▶ What you need to do
Can you print every record below exactly as written?

▶ Listed records
+===+
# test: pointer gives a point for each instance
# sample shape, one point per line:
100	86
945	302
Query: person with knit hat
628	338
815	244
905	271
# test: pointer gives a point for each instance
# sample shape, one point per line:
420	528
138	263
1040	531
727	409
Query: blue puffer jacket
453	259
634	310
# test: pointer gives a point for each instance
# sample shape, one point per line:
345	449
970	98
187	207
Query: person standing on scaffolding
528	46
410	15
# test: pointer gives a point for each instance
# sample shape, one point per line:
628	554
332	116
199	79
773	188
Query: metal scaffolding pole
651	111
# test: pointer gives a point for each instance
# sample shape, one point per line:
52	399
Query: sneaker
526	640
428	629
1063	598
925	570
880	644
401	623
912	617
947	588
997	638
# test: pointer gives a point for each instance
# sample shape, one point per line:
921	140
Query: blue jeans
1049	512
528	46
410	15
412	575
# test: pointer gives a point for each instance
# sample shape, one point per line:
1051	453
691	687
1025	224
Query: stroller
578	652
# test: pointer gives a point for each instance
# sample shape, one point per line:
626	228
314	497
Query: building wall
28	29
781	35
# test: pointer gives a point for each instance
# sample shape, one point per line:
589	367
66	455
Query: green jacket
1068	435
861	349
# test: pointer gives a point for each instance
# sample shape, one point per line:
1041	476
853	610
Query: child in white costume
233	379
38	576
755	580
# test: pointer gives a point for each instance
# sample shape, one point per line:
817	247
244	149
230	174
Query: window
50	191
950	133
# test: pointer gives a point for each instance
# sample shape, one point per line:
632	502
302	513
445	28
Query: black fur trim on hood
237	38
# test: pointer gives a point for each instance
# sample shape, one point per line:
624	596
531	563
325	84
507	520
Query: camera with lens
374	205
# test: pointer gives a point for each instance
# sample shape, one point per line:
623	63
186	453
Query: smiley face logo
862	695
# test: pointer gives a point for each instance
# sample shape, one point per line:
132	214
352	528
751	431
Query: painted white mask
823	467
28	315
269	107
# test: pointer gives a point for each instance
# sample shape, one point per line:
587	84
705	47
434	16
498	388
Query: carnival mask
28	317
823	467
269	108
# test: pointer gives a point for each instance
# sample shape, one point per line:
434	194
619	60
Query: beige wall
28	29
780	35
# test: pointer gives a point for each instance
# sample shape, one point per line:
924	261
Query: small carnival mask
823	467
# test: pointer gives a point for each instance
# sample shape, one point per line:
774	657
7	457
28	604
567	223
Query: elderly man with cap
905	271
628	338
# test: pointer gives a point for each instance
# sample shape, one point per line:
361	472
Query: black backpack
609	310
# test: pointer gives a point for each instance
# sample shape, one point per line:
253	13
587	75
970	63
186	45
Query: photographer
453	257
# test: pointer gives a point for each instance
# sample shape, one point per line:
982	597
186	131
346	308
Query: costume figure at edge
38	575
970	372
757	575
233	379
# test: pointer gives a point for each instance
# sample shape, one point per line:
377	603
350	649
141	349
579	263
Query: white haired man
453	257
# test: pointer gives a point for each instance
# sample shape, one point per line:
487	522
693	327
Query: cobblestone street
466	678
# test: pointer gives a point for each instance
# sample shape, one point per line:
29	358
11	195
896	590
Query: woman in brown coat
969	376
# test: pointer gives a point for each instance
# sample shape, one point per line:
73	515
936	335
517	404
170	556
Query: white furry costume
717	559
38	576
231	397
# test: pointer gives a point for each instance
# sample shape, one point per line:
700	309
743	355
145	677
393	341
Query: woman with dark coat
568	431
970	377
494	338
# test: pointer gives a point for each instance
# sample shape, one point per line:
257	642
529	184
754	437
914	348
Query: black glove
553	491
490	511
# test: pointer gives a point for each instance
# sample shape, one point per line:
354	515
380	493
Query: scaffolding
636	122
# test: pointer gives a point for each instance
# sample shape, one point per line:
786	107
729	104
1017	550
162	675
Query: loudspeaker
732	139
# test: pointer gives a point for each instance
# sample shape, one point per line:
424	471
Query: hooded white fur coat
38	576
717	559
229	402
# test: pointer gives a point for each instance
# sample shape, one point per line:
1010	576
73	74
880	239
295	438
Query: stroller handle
+===+
▶ Full answer
# test: pointer gives a point for each instance
# sample shape, one point per line:
100	86
945	302
Query: person with knit hat
628	338
815	244
905	271
# test: pointer gives a point for each instance
# sample shape, one point per line:
420	528
138	263
1040	531
727	409
Query: blue puffer jacket
453	259
634	310
# test: pointer gives a point for each instance
# sample shape, one point per line:
345	449
970	98
187	207
Query: person standing on scaffolding
528	46
410	15
# test: pointer gives a point for each instance
# sample shape, one point per line:
628	554
332	116
199	79
773	188
Query: metal scaffolding pole
651	111
# test: pointer gives a point for each instance
# sample shape, one point per line:
52	399
Query: sneaker
526	640
428	629
1063	598
925	570
880	644
401	623
912	617
947	588
997	638
# test: pointer gives a point for each instance
# sample shape, one point per line:
921	140
Query: blue jeans
1049	512
528	46
410	15
412	575
# test: pointer gives a point for each instance
# sample shape, one point per line:
1051	453
691	687
1025	224
Query: stroller
578	652
# test: pointer gives a point for each instance
# sample shape, one point per line:
626	228
314	497
Query: building wall
28	29
781	35
# test: pointer gives a point for each instance
# sample shape, one point per line:
589	367
66	455
Query: green jacket
1068	435
861	349
# test: pointer gives a point for each instance
# sample shape, one point per line:
1041	476
853	610
Query: child in white costume
233	379
38	576
755	580
# test: pointer gives a point for each instance
# sample shape, one point per line:
817	247
244	149
230	174
Query: window
50	191
950	133
# test: pointer gives a point for each instance
# sample shape, one point per line:
632	502
302	513
445	28
Query: black fur trim on hood
237	38
# test: pointer gives a point for each instance
# sample shape, one point per line:
624	596
531	563
325	84
507	520
Query: camera with lens
374	205
# test: pointer gives a point for each instance
# sample shape, one point per line:
623	63
186	453
Query: smiley face logo
862	695
# test: pointer gives a point for each instance
# sample shape, one point per line:
132	214
352	528
751	431
Query: painted white mask
823	467
28	315
269	107
# test: pointer gives a point for each instance
# sample shape, one point per line:
587	84
705	47
434	16
498	388
Query: carnival mask
28	317
823	467
269	108
# test: pointer gives a point for each instance
# sample shape, one point per line:
434	194
619	60
Query: beige wall
28	29
780	35
# test: pointer gives a point for each instance
# sample shape, one point per line:
924	261
Query: small carnival mask
823	467
# test: pointer gives a point for each instance
# sample shape, one point per line:
774	657
7	457
28	604
567	223
Query: elderly man with cap
905	271
628	338
# test: pointer gives a point for each instance
# sample shape, one point per line:
361	472
Query: black backpack
609	310
# test: pointer gives a point for each instance
# sample shape, one point per line:
253	13
587	75
970	63
186	45
Query: photographer
453	257
# test: pointer gives a point for each instance
# sample shape, one point per line:
982	597
186	131
346	308
Query: costume figure at edge
38	575
970	372
757	575
233	379
# test: pointer gives a point for each instance
# sample shape, one point per line:
377	603
350	649
141	349
579	263
Query: white haired man
453	257
# test: pointer gives a point for each instance
# sample shape, one point per line:
487	522
693	327
Query: cobblestone street
466	678
# test: pointer gives a point for each instance
# sample shape, one point per line:
29	358
11	195
896	590
Query: woman in brown coat
969	376
# test: pointer gives a point for each instance
# sample shape, one point per line:
73	515
936	335
517	404
170	556
Query: white furry costume
717	559
38	576
231	397
# test: pointer gives a point for each instance
# sample shape, one point per line:
700	309
743	355
145	677
393	341
Query: woman with dark coat
568	431
970	377
494	338
# test: pointer gives a point for each instance
# sample shape, one point per line:
257	642
529	184
754	437
914	348
Query: black glove
553	491
490	511
# test: pointer gives a point for each instance
# sample shape, one point per line:
354	515
380	493
Query: scaffolding
636	122
# test: pointer gives a point for each instance
# sample shape, one point per line:
786	107
729	104
1017	550
162	675
Query: loudspeaker
732	139
# test: pointer gives a point for each instance
# sample shape, one point per line:
424	471
Query: hooded white fur coat
38	576
717	559
229	402
# test: pointer gives a point for each instance
# sample shape, one point per line:
1010	576
73	74
880	239
295	438
Query: stroller handle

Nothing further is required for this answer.